WRITTEN PROBLEM |
Reproduce the listing below line for line and word for word, leaving out the picture.

▬▬▬▬▬▬

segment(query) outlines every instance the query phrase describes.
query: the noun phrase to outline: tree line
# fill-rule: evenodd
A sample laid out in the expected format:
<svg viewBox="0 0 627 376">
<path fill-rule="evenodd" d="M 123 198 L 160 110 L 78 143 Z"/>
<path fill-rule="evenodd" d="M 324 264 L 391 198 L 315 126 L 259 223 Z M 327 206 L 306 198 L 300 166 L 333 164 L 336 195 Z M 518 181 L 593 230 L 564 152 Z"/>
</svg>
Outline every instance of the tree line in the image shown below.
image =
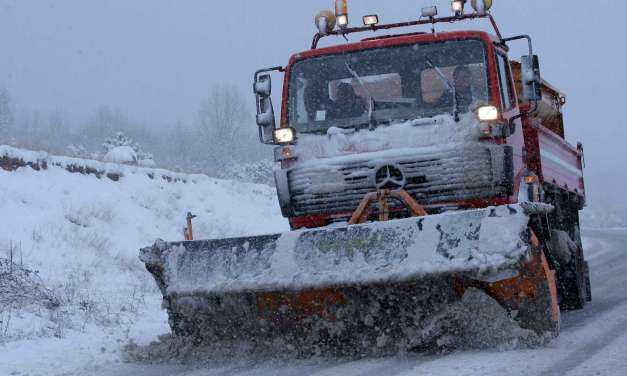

▬▬▬▬▬▬

FINAL ANSWER |
segment(query) outlines every instance the query phrase describes.
query: the noun phrase to outline: tree line
# fill-rule: evenodd
A sample laid out in the expected format:
<svg viewBox="0 0 627 376">
<path fill-rule="evenodd" d="M 123 198 L 160 110 L 78 143 Z"/>
<path fill-rule="evenodd" d="M 324 264 L 391 198 L 315 126 L 259 223 Z M 327 206 L 306 198 L 300 166 L 333 164 L 336 195 Z M 518 181 L 593 230 L 564 152 Z"/>
</svg>
Outline every instance of the tree line in the image shown below.
image =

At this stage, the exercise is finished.